ASSIGNMENT
Starting at the line that contains "eye patch in the image above.", quote each line exactly through the last line of the entries, both included.

STORED DATA
╔══
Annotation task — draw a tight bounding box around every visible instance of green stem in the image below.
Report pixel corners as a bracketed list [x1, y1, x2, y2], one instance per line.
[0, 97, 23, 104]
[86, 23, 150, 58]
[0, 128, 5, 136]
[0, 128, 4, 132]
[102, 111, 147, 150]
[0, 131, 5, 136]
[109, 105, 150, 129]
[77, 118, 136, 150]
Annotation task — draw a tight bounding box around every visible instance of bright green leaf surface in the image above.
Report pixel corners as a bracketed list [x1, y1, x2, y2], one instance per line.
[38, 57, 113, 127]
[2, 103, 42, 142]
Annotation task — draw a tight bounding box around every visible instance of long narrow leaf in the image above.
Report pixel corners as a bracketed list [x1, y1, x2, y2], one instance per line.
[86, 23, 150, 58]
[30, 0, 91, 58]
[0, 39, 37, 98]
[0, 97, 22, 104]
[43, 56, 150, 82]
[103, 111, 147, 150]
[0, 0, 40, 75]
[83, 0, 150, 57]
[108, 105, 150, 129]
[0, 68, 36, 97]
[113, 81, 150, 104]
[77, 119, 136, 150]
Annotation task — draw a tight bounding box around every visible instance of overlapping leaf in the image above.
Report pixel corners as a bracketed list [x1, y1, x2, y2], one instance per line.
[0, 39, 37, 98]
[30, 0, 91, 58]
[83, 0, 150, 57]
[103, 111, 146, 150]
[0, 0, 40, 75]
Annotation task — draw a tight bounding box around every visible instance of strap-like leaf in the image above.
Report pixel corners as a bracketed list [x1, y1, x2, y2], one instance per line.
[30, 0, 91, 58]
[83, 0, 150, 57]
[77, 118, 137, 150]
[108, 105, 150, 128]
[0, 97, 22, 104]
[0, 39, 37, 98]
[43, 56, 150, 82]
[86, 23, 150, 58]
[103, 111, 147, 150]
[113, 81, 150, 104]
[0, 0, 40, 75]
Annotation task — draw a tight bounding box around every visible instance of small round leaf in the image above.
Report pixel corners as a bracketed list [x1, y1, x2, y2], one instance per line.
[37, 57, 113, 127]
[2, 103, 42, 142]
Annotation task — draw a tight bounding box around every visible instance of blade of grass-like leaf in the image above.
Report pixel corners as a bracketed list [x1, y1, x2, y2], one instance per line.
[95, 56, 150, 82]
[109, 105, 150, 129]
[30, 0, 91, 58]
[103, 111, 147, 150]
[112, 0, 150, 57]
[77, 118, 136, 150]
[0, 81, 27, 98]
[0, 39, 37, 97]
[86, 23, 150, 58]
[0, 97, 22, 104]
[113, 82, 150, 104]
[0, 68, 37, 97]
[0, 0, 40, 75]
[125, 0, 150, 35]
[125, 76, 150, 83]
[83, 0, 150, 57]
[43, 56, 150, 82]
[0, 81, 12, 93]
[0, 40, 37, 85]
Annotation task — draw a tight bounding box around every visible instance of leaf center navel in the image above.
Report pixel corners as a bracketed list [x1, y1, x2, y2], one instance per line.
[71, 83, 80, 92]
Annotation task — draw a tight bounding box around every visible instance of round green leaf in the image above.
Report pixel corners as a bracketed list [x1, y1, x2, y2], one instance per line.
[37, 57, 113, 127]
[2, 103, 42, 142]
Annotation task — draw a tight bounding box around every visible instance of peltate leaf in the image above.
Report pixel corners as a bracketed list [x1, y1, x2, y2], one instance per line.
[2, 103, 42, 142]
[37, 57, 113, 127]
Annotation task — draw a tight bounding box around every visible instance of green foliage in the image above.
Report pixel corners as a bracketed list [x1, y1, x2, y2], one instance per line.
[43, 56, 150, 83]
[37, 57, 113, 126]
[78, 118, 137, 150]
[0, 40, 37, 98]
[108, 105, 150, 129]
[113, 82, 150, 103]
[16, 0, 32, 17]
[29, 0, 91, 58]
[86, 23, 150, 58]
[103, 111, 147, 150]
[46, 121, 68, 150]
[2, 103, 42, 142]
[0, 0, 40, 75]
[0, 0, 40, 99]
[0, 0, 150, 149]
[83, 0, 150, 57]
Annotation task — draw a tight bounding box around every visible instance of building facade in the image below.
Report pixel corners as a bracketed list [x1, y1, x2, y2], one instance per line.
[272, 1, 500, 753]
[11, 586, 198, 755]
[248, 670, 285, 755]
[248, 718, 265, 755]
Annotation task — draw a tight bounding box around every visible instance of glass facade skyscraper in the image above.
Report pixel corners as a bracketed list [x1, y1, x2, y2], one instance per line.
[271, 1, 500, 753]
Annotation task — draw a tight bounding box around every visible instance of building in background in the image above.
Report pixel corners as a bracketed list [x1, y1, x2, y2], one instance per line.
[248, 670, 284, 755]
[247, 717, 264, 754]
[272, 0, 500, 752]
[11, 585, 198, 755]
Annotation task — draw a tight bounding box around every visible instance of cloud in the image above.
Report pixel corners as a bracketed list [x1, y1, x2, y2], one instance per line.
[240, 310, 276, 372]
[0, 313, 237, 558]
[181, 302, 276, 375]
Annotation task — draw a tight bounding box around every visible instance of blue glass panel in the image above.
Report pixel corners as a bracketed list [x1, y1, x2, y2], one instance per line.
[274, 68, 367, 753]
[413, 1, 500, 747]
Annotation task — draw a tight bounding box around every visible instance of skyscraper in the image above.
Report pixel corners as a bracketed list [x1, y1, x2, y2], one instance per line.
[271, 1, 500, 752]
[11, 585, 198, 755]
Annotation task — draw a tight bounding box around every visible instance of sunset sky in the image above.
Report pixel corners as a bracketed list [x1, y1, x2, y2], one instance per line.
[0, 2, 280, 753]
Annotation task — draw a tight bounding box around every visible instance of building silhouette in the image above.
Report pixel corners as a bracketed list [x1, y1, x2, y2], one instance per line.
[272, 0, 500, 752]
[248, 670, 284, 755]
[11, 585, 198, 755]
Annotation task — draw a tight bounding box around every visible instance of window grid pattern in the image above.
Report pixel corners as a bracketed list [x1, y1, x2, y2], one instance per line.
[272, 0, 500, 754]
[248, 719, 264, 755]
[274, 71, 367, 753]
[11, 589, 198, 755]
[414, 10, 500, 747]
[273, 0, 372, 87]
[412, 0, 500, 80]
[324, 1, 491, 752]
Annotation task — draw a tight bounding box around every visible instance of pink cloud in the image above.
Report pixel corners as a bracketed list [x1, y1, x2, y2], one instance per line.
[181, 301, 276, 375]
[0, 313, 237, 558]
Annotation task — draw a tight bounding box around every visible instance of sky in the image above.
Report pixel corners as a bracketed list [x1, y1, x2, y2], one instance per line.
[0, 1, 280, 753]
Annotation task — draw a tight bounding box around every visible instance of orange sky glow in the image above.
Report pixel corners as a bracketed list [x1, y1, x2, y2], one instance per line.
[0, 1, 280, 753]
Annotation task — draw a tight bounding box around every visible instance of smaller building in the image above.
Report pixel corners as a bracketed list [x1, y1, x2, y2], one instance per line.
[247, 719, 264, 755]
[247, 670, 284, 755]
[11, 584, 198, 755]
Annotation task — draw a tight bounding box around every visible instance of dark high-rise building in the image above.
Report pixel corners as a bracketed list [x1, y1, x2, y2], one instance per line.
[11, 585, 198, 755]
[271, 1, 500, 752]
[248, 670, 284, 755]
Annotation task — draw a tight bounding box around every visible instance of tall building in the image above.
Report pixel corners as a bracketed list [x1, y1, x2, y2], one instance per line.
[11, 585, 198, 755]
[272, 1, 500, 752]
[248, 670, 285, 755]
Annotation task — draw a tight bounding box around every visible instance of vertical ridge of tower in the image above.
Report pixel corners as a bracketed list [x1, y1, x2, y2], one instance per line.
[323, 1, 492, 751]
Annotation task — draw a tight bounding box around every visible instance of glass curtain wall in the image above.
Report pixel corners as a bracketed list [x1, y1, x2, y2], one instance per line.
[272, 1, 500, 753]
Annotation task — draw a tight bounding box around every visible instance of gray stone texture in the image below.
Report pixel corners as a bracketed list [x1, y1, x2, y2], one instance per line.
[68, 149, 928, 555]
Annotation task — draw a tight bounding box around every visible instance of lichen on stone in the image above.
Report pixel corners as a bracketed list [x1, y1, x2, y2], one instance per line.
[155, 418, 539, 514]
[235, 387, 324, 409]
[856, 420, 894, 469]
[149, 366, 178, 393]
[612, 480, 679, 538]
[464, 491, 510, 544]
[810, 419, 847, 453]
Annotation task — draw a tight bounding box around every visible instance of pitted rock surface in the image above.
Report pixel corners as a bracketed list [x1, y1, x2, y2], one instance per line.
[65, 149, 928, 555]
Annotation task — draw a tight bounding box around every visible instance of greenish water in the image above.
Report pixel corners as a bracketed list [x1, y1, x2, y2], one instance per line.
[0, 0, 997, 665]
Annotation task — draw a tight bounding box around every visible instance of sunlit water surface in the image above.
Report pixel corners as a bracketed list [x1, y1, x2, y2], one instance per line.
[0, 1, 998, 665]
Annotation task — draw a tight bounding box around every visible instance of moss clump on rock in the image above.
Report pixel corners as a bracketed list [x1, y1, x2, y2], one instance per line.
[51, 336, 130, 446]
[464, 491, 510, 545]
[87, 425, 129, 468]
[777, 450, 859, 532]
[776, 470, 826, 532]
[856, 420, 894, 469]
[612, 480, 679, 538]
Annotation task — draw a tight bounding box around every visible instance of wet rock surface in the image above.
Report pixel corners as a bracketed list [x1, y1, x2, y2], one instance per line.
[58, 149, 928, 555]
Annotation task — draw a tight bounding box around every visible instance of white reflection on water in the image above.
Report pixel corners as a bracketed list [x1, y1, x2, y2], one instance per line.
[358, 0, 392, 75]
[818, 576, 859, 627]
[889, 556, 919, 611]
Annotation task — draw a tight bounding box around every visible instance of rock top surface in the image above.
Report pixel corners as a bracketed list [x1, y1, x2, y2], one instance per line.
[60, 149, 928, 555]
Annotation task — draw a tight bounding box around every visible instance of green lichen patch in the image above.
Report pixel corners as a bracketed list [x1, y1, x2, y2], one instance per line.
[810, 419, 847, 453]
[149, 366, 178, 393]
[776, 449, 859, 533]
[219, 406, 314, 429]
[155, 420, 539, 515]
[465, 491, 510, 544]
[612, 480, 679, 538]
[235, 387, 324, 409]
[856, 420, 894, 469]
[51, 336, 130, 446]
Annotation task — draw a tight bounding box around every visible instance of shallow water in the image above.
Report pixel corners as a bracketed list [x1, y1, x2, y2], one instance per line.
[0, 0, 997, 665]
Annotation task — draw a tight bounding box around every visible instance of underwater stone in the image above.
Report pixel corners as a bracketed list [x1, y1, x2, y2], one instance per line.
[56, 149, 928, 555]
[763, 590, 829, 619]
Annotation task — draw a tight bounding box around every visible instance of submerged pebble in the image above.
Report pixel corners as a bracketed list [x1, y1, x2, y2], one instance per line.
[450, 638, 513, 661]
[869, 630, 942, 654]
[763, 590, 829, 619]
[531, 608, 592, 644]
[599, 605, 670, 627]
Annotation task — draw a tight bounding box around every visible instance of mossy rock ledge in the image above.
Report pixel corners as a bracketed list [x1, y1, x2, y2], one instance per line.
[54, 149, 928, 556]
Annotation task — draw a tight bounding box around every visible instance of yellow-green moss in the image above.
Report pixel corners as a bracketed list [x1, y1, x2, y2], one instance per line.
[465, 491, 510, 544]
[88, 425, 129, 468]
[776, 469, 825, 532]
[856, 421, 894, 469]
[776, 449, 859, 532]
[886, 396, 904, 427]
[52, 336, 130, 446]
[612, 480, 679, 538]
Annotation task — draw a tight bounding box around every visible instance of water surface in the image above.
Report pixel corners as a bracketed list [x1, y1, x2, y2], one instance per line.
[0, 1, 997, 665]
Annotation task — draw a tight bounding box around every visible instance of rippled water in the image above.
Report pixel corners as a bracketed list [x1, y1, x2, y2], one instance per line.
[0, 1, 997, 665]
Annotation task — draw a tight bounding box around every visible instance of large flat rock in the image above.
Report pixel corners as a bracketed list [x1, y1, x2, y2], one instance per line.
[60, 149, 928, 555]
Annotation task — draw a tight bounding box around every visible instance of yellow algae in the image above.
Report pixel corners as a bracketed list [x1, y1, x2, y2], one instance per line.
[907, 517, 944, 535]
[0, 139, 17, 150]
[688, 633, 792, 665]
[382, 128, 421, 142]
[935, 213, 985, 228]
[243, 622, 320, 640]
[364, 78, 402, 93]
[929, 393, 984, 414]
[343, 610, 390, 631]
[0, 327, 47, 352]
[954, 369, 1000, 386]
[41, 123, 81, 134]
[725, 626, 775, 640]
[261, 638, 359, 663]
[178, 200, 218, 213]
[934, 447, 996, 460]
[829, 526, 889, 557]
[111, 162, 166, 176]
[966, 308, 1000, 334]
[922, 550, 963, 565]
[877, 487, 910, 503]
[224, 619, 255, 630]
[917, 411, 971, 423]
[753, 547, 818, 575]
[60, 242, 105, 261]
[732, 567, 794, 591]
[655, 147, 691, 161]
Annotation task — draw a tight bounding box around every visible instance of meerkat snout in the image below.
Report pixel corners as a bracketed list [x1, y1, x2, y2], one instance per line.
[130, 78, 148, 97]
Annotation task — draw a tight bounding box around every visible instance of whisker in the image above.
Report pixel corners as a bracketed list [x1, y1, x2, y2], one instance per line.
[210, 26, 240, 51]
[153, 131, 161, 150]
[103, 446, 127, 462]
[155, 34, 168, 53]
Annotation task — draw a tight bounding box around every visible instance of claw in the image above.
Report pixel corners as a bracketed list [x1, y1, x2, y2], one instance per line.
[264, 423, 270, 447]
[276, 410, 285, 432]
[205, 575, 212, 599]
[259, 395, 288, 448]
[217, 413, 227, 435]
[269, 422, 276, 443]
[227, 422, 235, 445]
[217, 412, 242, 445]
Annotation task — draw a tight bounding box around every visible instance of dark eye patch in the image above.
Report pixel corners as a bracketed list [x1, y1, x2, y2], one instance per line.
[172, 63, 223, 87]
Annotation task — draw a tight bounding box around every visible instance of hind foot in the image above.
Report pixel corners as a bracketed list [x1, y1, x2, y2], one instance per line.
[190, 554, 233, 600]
╚══
EXERCISE ANSWER
Annotation task — draw a tight bounding box around every visible instance of dark eye patch in the image above.
Report pixel corners as a bracketed list [x1, y1, x2, y2], one instance per line.
[172, 63, 223, 87]
Annotation task — draw a tight bounding box around every visible instance of hind foot in the image above.
Report pixel corners as a bracketed list [x1, y1, x2, y2], one instance per line.
[190, 554, 233, 600]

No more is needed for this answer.